(Point annotation dataset records)
--------------------------------

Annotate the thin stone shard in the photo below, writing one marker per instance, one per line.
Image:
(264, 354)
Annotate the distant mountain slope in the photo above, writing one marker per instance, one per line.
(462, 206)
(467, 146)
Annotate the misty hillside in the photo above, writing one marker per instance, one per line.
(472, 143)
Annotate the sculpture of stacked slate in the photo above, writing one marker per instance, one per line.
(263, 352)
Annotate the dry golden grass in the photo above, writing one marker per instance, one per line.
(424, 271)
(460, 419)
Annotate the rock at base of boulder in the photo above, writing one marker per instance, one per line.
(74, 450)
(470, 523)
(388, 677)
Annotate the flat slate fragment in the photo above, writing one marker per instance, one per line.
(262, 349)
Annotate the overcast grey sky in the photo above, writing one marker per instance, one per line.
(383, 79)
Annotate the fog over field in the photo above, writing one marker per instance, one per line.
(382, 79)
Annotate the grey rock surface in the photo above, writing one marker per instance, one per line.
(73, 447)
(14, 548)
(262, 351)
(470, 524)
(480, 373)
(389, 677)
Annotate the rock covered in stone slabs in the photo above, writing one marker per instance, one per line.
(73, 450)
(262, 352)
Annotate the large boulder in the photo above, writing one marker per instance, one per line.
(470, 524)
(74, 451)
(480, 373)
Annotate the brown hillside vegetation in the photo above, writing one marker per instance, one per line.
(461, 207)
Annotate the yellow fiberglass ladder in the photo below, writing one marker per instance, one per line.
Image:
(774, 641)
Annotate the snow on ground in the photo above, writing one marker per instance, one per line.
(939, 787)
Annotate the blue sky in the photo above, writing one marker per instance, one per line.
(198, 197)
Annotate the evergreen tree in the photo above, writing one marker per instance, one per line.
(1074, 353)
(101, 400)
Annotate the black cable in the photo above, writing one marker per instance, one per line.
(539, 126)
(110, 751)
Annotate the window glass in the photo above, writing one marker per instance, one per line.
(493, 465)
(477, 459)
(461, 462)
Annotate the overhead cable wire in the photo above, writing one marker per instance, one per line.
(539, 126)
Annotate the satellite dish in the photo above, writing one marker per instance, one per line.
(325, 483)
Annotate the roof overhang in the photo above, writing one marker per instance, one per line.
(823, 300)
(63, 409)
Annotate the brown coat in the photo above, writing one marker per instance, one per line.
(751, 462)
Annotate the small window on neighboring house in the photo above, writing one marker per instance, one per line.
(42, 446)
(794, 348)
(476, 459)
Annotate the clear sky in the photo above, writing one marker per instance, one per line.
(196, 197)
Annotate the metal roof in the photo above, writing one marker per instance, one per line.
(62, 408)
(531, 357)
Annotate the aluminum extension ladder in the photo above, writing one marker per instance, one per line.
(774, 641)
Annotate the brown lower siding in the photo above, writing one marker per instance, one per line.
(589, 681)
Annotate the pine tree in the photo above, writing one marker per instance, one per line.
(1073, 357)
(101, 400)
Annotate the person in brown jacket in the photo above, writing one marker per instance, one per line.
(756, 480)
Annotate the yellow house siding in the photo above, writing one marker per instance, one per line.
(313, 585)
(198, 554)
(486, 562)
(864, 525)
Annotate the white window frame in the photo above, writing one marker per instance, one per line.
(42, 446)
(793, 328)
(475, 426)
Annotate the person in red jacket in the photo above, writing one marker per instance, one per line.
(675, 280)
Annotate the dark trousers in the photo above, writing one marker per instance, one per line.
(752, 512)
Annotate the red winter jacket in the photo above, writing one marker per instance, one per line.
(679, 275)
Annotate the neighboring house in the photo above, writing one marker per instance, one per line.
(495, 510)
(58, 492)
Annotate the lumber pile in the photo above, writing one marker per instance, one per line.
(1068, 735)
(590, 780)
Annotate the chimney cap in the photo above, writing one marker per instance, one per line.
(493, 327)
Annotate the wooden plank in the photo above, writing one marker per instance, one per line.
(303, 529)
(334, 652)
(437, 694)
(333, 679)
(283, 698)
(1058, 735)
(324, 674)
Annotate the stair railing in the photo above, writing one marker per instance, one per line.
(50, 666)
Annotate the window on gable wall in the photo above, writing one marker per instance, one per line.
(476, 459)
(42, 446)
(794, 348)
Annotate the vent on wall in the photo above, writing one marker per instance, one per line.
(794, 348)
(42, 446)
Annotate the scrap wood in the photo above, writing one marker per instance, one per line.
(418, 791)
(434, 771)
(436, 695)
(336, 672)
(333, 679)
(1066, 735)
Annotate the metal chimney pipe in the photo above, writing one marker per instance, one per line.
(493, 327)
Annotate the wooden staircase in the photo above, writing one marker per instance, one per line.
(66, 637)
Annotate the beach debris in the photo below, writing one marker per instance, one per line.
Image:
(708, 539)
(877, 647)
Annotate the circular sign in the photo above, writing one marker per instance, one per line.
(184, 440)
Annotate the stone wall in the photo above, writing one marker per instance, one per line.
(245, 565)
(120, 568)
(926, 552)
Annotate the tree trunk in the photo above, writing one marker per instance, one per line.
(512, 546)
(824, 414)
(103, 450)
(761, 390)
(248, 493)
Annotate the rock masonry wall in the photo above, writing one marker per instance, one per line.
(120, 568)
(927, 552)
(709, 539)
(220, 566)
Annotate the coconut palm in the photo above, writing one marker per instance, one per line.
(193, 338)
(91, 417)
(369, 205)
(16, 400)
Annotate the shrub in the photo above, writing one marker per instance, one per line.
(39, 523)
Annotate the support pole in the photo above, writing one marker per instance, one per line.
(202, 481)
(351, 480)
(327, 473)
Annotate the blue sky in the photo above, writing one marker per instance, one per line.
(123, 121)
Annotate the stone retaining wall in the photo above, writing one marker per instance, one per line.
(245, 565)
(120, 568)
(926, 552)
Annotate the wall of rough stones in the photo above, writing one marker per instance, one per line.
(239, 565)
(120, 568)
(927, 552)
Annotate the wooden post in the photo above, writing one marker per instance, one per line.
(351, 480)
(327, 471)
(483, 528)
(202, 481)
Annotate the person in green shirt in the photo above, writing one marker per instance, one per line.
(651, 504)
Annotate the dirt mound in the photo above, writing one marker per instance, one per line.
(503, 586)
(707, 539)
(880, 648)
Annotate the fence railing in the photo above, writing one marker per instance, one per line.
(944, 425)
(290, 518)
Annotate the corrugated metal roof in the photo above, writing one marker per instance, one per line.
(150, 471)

--------------------------------

Restate the whole of the material exactly.

◆ Written reply
Annotate the thin stone shard in the photo below, writing one marker per instance, one per line.
Image:
(264, 354)
Annotate the distant mountain slope in the photo above, writing one marker per instance, one per line.
(462, 206)
(467, 146)
Annotate the misty hillside in the photo above, writing one marker per instance, one per line.
(472, 143)
Annotate the sculpture of stacked slate in the photo above, writing one marker per instance, one per line.
(263, 352)
Annotate the dry golden grass in the photo above, writing one marker per instance, one per line.
(424, 271)
(460, 419)
Annotate the rock at base of boulder in the photo above, writing one marker per instance, one per line.
(74, 450)
(470, 523)
(388, 677)
Annotate the flat slate fragment in the photo above, writing one marker per instance, one per line.
(262, 349)
Annotate the overcast grey sky in the photo above, writing one marker per instance, one per line.
(383, 79)
Annotate the fog over field in the photo above, writing one marker per instance, one per line.
(382, 79)
Annotate the grey rock surface in the photo above, writing one marker per instance, one per line.
(73, 447)
(14, 548)
(262, 351)
(470, 524)
(480, 373)
(389, 677)
Annotate the rock covered in stone slabs in the photo above, writing one marker per instance, one per line.
(73, 450)
(262, 352)
Annotate the large boulder in the photo above, writing one marker per instance, one per line.
(470, 524)
(74, 451)
(480, 373)
Annotate the brown hillside vegetation in the photo above, writing one marker per instance, one per line.
(461, 207)
Annotate the yellow fiberglass ladder in the photo below, writing one marker per instance, one per line.
Image:
(774, 641)
Annotate the snow on ground in the photo above, writing one marker per instance, one per line.
(939, 787)
Annotate the blue sky in the photo above, writing one marker per instance, one per line.
(198, 197)
Annotate the evergreen tree in the photo above, writing one marker per instance, one per line.
(1074, 353)
(101, 400)
Annotate the black cable in the photo above, writing one marker per instance, one per line.
(539, 126)
(110, 751)
Annotate the window glass in the photo above, writing one marker per instance, one per line.
(493, 465)
(477, 459)
(461, 462)
Annotate the overhead cable wire in the photo above, writing one marker per instance, one per line.
(539, 126)
Annotate the satellite dish in the photo above, writing one marker per instance, one per line.
(325, 483)
Annotate the roof overhang in the photo above, writing one marker per instance, one per line.
(823, 300)
(63, 409)
Annotate the brown coat in the photo above, writing one marker per instance, one per line.
(751, 462)
Annotate the small window on neighboring house in the photo above, writing one marker per instance, one per line.
(42, 446)
(794, 348)
(476, 459)
Annotate the clear sky in the photo above, writing one marker per instance, one per line.
(196, 197)
Annotate the metal roof in the photo above, writing one marker per instance, one per line.
(62, 408)
(531, 357)
Annotate the aluminum extension ladder in the photo above, writing one marker per instance, one per line.
(774, 641)
Annotate the brown lower siding in the photo above, writing one marker per instance, one per line.
(589, 681)
Annotate the pine tree in the photo above, writing one marker per instance, one per line.
(1073, 357)
(101, 400)
Annotate the person in brown jacket in the photo above, writing one marker per instance, one per line.
(756, 480)
Annotate the yellow house siding in the photo above, writing one marker per instance, one per line.
(313, 585)
(198, 554)
(486, 562)
(864, 525)
Annotate the white window frame in the photo above, writing one marker per instance, one per line.
(42, 446)
(793, 328)
(475, 426)
Annotate the person in red jacket in the photo above, writing one marker per instance, one per line.
(675, 280)
Annotate the dark trousers in the photo above, writing one marker per instance, one per line.
(752, 512)
Annotate the red winter jacket in the photo above, writing one marker per instance, one per line.
(679, 275)
Annotate the neighboring house in the photo above, writing one marker per instance, one per line.
(495, 510)
(58, 492)
Annotate the lumber pile in the photo above, writing one marker per instance, one per line.
(1068, 735)
(590, 780)
Annotate the chimney cap in the photo above, writing one marker per instance, one per line.
(493, 327)
Annotate the wooden plank in the photo above, writing one marker per instance, one per line.
(303, 529)
(334, 652)
(437, 694)
(333, 679)
(283, 698)
(1058, 735)
(324, 674)
Annotate the stair railing in the photo above, writing one marker per instance, one per line.
(50, 666)
Annotate the window on gable wall in the photo above, writing one marker per instance, one per line.
(476, 459)
(42, 446)
(794, 348)
Annotate the vent on wall in the photo above, writing one marker per instance, one per line.
(794, 348)
(42, 446)
Annotate the scrap wood in the photo above, writing one marker per instance, one per line.
(418, 791)
(434, 771)
(436, 695)
(336, 672)
(333, 679)
(1066, 735)
Annotate the metal chimney pipe in the photo above, writing one marker per instance, one per line.
(493, 327)
Annotate the wooden staircase in the photo above, writing one marker per instance, one per line.
(66, 637)
Annotate the beach debris in the photo below, writing one marker per instance, one per line.
Image:
(708, 539)
(877, 647)
Annotate the circular sign in the photo above, writing one marker per instance, one per line.
(184, 440)
Annotate the stone wall in the photo above, writing one marker per instance, one per line.
(245, 565)
(120, 568)
(926, 552)
Annotate the tree trunk in the photo above, writing one marker per instance, one per line.
(512, 546)
(824, 414)
(103, 450)
(761, 390)
(248, 493)
Annotate the rock masonry wall in the photo above, writing one marker per instance, one per line.
(120, 568)
(927, 552)
(709, 539)
(220, 566)
Annotate the coconut palm in the photo above, writing one marker per instance, one per line.
(193, 338)
(91, 417)
(369, 205)
(16, 400)
Annotate the shrub in the photo above, writing one marker per instance, one per line.
(39, 523)
Annotate the support pole in the photo above, writing one marker per instance, one per line.
(202, 481)
(351, 480)
(327, 473)
Annotate the blue sky in the photo above, writing one marker per instance, one per line.
(123, 121)
Annotate the stone retaining wall in the photo above, writing one marker per instance, one per line.
(245, 565)
(120, 568)
(926, 552)
Annotate the wall of rough stones in the photo above, writing one marker per instance, one per line.
(239, 565)
(120, 568)
(927, 552)
Annotate the wooden post in the photo above, writing one marker per instance, one per line.
(351, 480)
(327, 471)
(483, 528)
(202, 481)
Annotate the person in green shirt in the photo above, writing one marker per instance, one per line.
(651, 504)
Annotate the dirt mound in the photo above, writing one marker per instance, one per line.
(503, 586)
(707, 539)
(880, 648)
Annotate the fence railing in the photo above, writing one marker per instance, one per line.
(944, 425)
(290, 518)
Annotate the corrugated metal roof in the photo above, writing one marker per instance, one per line.
(150, 471)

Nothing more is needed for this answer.